- **Data lines**:
━━━━━━
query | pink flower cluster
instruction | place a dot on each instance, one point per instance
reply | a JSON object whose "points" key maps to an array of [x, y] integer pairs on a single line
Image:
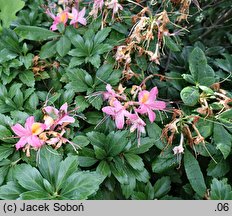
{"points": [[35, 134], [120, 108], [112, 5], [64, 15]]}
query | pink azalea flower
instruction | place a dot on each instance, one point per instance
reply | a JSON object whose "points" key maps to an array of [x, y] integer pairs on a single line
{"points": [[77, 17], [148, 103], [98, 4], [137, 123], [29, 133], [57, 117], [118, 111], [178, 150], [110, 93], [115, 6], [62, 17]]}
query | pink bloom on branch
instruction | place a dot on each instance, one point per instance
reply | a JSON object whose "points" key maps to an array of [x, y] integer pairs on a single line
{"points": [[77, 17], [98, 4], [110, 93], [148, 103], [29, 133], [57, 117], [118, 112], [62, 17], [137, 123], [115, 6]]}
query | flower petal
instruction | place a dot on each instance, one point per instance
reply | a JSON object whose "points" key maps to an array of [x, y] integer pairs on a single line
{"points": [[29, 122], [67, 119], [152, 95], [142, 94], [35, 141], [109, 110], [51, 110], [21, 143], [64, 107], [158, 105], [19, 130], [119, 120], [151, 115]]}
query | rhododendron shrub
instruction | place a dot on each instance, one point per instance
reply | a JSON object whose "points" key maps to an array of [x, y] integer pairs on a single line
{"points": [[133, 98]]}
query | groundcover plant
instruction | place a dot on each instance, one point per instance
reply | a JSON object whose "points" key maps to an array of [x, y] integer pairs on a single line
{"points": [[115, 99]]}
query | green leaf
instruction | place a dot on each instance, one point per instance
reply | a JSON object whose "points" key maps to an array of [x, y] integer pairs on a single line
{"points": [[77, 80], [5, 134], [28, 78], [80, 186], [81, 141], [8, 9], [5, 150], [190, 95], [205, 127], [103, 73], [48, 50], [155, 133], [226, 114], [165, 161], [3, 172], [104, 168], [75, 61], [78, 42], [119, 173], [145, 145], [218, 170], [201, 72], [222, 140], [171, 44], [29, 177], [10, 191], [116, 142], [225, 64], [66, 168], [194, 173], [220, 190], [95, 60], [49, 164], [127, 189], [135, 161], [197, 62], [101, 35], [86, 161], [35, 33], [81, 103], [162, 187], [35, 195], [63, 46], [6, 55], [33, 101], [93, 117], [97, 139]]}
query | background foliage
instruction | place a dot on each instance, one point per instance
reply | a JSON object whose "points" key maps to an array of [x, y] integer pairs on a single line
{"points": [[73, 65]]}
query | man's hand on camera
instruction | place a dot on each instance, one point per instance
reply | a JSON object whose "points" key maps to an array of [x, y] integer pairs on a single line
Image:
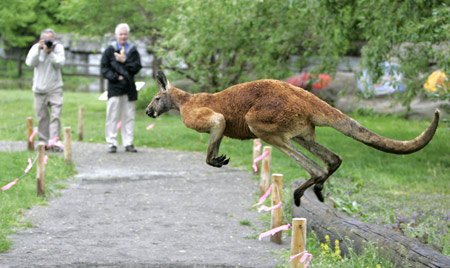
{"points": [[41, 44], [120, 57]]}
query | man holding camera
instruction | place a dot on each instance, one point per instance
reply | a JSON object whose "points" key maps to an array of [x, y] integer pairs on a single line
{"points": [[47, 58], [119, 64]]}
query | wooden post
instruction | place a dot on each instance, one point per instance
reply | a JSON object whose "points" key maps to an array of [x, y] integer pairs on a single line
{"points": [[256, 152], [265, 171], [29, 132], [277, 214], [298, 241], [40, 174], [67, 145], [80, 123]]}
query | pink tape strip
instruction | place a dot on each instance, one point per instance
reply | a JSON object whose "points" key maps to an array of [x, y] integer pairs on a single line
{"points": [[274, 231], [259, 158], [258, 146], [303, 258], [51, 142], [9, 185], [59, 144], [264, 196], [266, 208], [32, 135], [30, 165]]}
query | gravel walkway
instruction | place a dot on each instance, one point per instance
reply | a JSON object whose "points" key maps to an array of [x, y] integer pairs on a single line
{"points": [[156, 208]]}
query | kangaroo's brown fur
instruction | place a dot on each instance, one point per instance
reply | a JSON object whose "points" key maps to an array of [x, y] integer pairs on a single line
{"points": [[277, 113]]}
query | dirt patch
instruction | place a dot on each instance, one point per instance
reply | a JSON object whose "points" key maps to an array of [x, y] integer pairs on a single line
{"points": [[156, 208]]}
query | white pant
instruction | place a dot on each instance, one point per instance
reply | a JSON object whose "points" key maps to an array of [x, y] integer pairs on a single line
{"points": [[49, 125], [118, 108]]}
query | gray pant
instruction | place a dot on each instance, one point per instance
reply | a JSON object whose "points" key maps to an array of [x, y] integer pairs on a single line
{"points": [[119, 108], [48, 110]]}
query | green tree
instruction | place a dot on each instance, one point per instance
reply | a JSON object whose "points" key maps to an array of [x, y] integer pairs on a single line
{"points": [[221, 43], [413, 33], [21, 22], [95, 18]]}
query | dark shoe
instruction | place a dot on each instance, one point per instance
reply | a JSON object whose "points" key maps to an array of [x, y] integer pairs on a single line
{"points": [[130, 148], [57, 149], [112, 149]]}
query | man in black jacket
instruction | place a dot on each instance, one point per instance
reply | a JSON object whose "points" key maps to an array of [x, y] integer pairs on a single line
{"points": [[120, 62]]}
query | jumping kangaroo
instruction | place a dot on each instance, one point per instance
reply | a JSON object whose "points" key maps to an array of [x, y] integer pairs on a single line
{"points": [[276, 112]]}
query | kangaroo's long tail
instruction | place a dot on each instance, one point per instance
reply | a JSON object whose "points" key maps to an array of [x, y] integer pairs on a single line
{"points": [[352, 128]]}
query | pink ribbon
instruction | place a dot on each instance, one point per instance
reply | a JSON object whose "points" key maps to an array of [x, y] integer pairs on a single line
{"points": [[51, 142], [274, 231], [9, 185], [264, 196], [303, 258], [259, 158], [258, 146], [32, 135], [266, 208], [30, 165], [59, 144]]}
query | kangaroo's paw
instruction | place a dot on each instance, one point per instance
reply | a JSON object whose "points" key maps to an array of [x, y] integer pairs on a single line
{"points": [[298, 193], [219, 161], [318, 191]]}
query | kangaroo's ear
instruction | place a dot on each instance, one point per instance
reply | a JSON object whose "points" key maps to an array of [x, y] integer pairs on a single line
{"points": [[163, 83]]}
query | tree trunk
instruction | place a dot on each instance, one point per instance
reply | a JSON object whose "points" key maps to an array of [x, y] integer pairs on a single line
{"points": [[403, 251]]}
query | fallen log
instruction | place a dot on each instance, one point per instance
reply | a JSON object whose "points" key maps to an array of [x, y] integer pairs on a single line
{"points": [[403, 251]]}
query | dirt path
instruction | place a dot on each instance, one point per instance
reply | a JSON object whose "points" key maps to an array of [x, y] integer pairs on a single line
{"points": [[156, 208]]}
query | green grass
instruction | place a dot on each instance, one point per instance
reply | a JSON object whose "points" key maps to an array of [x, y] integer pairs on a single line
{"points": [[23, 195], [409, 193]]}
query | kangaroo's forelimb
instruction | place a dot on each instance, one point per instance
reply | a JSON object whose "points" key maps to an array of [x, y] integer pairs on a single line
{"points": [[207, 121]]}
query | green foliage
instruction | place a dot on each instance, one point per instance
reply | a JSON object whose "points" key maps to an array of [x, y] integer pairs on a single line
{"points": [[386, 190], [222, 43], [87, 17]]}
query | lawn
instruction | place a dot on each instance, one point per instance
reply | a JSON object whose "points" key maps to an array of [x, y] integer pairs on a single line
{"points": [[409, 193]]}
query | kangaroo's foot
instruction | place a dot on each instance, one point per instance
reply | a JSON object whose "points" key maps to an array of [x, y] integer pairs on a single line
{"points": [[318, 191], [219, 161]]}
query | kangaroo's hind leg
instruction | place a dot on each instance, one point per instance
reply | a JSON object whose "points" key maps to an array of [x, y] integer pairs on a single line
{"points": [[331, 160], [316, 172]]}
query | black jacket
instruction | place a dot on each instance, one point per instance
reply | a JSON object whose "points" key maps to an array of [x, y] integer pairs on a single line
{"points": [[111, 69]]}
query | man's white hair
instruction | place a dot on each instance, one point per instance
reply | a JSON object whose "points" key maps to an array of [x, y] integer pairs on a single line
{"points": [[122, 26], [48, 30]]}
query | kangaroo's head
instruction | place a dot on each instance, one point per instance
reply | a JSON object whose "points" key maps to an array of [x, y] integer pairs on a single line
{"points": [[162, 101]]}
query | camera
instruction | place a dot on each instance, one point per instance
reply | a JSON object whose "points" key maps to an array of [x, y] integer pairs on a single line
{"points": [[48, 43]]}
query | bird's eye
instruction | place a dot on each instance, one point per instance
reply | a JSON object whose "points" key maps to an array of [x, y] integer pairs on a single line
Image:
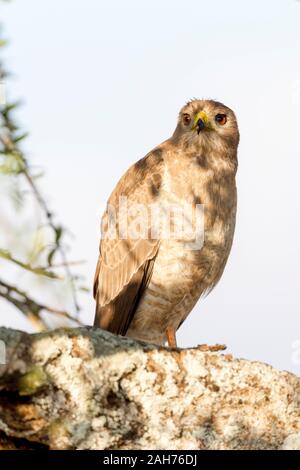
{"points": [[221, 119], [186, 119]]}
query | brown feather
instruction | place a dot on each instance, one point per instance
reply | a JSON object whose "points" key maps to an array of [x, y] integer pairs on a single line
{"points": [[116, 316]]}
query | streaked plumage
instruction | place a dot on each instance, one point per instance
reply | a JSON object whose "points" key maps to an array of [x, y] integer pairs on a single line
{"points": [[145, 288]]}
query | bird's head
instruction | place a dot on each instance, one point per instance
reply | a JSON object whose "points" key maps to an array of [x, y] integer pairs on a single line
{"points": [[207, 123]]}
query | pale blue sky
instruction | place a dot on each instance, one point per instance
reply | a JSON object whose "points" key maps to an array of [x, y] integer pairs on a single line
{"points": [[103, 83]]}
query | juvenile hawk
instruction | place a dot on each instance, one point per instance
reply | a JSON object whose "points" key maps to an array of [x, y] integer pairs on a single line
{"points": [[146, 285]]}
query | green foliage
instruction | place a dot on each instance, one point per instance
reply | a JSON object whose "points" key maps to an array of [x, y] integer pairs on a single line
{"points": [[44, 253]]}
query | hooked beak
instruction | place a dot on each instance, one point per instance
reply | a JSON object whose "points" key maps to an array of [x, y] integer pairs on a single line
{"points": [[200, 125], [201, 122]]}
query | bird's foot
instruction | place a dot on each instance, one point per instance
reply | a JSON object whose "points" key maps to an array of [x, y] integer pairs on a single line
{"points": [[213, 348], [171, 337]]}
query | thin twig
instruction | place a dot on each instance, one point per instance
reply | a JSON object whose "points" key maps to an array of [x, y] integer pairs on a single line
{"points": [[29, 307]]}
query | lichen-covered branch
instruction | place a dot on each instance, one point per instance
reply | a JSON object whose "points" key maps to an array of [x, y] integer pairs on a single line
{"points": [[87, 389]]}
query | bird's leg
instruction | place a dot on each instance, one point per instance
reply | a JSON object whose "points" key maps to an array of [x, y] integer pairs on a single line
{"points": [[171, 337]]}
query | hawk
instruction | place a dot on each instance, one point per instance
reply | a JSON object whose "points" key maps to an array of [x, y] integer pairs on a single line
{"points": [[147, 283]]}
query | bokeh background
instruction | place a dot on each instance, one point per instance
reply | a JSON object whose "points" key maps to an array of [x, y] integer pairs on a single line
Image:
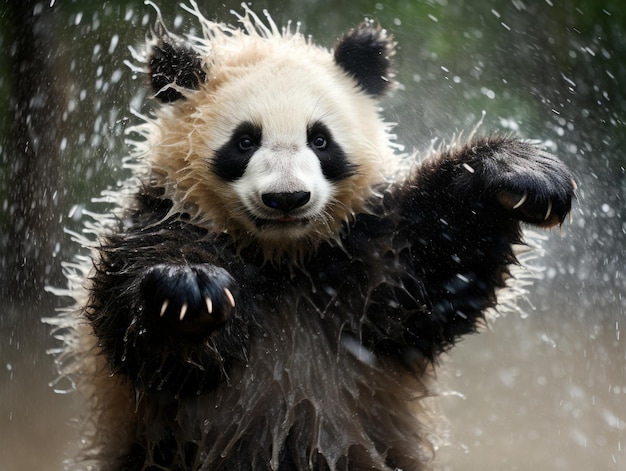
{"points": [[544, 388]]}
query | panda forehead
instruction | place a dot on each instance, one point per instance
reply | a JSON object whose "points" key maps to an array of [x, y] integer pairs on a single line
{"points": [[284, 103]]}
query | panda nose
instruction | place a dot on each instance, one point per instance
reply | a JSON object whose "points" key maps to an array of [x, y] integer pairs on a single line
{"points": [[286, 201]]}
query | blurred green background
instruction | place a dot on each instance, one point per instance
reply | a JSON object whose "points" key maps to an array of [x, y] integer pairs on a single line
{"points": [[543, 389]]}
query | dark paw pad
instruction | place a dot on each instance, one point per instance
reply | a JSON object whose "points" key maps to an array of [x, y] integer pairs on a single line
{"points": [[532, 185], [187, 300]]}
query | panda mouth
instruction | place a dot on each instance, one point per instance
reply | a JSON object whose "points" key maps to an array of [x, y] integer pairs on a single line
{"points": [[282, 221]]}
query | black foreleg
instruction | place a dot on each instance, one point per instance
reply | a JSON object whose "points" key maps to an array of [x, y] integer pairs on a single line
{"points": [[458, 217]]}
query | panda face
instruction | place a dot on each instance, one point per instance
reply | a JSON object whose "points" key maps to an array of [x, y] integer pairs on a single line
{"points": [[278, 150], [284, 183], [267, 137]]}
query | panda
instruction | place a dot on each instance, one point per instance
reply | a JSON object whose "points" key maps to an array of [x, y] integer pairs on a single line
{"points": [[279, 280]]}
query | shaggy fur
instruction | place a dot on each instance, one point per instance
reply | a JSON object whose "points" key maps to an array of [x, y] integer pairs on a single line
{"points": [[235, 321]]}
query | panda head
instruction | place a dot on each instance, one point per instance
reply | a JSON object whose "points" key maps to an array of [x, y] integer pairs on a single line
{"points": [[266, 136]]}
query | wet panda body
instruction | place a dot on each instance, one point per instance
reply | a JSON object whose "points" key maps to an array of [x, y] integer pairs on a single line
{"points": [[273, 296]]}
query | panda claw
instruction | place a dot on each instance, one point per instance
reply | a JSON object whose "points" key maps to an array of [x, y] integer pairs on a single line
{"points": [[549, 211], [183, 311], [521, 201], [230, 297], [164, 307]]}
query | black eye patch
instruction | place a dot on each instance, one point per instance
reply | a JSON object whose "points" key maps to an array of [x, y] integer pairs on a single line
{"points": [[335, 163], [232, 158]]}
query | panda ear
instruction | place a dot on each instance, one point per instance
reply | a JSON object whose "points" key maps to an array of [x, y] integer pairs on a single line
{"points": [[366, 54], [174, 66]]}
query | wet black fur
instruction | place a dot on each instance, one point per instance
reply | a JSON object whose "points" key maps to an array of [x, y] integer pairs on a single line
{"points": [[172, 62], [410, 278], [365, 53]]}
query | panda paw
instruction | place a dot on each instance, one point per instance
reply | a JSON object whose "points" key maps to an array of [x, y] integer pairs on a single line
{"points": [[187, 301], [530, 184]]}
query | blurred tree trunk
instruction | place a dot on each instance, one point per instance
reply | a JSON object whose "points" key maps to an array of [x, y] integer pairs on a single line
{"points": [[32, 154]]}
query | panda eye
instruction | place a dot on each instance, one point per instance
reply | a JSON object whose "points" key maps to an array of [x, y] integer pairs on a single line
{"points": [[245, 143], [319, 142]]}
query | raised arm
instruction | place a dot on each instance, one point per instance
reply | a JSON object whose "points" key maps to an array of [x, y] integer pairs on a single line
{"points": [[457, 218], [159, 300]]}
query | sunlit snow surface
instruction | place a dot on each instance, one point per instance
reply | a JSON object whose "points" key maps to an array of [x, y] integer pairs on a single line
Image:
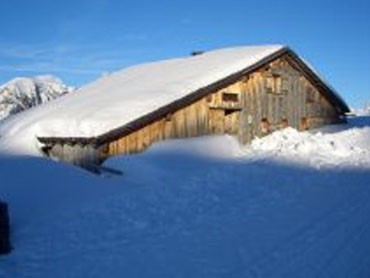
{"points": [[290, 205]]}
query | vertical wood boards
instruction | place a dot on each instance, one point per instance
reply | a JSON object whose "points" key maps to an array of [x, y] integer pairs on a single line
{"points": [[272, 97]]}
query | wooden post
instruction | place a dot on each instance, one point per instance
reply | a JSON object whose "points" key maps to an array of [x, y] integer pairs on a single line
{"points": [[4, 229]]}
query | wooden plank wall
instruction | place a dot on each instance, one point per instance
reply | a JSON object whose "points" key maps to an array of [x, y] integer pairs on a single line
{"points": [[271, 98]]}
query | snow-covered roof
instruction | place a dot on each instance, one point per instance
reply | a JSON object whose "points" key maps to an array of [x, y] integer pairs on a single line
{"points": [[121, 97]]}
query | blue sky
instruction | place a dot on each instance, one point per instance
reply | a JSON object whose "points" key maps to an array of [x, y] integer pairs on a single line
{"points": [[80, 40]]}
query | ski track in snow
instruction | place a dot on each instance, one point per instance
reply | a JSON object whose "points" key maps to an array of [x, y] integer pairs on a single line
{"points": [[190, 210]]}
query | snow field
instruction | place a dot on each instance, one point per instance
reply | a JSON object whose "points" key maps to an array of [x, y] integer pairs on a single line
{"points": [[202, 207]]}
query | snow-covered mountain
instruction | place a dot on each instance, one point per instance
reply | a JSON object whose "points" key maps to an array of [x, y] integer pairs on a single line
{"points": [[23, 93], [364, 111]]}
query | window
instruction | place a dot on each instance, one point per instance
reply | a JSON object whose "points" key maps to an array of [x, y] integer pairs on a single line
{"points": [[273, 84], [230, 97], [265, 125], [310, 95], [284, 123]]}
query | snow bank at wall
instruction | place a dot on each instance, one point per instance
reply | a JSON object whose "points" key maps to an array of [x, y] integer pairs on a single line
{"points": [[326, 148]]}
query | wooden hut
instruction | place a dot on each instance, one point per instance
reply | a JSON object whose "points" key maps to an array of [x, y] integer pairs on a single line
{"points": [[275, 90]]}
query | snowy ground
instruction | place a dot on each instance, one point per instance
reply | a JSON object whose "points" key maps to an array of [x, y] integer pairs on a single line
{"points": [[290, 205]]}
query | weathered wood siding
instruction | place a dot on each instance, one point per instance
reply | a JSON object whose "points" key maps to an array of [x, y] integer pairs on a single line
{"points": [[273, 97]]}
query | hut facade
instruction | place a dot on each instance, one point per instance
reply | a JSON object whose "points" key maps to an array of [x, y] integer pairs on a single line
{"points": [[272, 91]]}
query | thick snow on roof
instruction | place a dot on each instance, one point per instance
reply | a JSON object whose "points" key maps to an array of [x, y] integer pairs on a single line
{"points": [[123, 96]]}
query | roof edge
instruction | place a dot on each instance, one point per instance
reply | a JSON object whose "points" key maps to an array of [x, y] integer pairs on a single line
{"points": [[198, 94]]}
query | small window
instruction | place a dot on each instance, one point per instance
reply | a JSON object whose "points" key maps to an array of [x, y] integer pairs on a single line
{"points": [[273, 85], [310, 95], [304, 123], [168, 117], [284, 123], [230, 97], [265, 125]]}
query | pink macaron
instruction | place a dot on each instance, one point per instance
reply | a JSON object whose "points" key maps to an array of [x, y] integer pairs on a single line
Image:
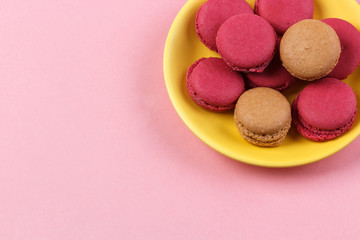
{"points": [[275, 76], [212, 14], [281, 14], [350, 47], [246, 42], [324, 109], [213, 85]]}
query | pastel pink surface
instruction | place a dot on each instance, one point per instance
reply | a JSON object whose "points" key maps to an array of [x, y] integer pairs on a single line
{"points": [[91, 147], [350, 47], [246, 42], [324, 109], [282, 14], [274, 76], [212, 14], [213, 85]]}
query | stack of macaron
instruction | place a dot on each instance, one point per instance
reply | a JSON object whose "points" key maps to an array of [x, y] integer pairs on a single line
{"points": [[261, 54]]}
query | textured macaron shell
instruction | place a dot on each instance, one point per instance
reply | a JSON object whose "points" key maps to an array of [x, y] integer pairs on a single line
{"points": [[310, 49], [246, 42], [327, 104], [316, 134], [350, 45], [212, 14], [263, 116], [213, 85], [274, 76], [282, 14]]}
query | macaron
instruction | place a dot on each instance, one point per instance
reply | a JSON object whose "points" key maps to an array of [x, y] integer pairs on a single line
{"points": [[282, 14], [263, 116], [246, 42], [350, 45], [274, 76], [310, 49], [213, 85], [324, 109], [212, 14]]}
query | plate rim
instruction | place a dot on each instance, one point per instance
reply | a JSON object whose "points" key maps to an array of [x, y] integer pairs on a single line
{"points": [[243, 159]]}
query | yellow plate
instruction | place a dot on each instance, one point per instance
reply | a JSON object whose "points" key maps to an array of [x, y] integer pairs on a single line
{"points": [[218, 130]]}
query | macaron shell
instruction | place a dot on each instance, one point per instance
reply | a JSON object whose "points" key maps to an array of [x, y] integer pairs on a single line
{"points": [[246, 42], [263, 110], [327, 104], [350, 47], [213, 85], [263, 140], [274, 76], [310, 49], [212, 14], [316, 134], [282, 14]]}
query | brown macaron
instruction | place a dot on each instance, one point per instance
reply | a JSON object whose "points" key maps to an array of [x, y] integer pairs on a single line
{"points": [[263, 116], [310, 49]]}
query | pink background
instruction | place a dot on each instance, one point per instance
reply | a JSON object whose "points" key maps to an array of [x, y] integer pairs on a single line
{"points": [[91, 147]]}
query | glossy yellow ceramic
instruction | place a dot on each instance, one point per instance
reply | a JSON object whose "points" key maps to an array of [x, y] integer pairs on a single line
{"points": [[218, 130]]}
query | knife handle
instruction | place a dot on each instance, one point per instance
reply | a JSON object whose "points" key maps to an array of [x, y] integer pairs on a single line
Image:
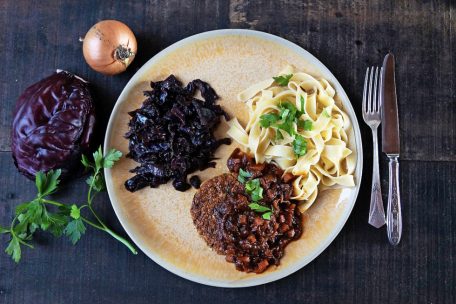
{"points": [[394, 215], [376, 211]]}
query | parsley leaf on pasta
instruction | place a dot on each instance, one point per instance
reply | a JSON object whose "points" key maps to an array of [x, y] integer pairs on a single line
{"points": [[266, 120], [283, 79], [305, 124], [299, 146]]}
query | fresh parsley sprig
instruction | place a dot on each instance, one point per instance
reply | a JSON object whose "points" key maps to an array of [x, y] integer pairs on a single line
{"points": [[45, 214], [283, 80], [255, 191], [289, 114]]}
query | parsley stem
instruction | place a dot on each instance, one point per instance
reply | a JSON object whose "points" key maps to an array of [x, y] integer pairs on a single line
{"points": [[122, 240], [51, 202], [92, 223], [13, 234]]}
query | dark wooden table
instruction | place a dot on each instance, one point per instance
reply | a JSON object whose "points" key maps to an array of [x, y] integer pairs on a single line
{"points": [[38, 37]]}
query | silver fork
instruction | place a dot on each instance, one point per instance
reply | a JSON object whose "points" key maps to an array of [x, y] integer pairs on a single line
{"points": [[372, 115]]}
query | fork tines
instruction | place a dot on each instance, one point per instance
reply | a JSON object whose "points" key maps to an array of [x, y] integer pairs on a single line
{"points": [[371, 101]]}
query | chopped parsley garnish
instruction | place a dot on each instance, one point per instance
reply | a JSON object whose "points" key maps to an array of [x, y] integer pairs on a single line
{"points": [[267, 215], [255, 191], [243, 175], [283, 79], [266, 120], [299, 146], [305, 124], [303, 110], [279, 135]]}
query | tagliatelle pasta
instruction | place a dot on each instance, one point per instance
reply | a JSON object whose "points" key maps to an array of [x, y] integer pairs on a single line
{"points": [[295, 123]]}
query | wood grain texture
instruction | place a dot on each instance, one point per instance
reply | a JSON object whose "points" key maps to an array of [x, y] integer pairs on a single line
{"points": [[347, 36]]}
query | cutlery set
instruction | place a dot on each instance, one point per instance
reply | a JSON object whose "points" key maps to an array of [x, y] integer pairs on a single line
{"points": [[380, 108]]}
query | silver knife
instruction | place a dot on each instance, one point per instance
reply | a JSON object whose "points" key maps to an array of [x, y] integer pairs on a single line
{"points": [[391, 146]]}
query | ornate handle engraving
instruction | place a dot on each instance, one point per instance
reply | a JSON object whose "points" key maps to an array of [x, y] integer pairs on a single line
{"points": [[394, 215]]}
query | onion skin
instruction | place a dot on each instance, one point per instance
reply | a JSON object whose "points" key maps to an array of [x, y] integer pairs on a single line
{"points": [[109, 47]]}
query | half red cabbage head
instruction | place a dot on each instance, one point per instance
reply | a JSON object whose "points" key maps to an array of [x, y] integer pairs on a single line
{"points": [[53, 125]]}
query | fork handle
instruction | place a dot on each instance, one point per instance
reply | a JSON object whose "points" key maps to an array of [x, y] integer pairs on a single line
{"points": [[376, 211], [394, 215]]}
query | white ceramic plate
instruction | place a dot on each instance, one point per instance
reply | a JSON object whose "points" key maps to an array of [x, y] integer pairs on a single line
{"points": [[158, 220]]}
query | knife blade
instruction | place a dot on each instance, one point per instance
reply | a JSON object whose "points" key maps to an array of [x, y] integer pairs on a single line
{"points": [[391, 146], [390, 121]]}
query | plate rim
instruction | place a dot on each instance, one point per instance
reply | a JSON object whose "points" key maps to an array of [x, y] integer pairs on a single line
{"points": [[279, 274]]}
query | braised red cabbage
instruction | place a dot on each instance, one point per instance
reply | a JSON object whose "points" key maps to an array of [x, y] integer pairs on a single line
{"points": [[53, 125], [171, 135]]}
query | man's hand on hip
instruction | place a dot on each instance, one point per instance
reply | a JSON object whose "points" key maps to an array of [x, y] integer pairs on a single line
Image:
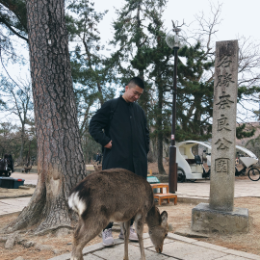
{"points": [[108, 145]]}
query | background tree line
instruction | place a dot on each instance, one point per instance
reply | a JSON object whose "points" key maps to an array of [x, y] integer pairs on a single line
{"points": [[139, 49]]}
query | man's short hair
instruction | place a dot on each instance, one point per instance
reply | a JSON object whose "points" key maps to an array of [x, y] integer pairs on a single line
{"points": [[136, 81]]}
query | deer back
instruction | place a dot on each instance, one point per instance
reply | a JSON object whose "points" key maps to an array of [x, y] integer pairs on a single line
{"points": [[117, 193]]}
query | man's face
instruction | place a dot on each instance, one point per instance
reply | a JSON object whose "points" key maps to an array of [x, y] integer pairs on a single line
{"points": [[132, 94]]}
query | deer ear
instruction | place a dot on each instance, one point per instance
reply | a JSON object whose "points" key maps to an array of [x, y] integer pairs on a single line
━━━━━━
- **Stated problem**: Please retype the entries above word for word, but only from the line containing "query | man's hand on hip" through the last line, and without the pictures.

- **Response**:
query | man's hand on hip
instruction | place a dot on each instance, one point per instance
reply | a JSON object whose "points" key maps to an array of [x, y] integer pairs on a single line
Image:
{"points": [[108, 145]]}
query | background tree line
instruction | place a dot on each instance, one point per instance
reply | a JSON object whose "points" key maps to an array of [x, y] integer pairs on a single line
{"points": [[139, 49]]}
query | man's short hair
instruction | place a dot on each instance, one point per instance
reply | a JSON object whose "points" key maps to an array of [x, y] integer pairs on a single line
{"points": [[136, 81]]}
query | deer back
instruction | place a dot on each instance, one point per instance
reply | a JSON object whose "points" key maps to an array of [x, y] integer pairs on a single line
{"points": [[117, 193]]}
query | man's face
instruction | place a dot on each instance, one point per instance
reply | a JSON object whose "points" key maps to an array of [x, y] integer pairs on a single line
{"points": [[132, 94]]}
query | deer ear
instruction | place a dot on each instance, one point per instance
reply | a JSON object whose "points" key maps to an array of [x, y] integer pairs on a single line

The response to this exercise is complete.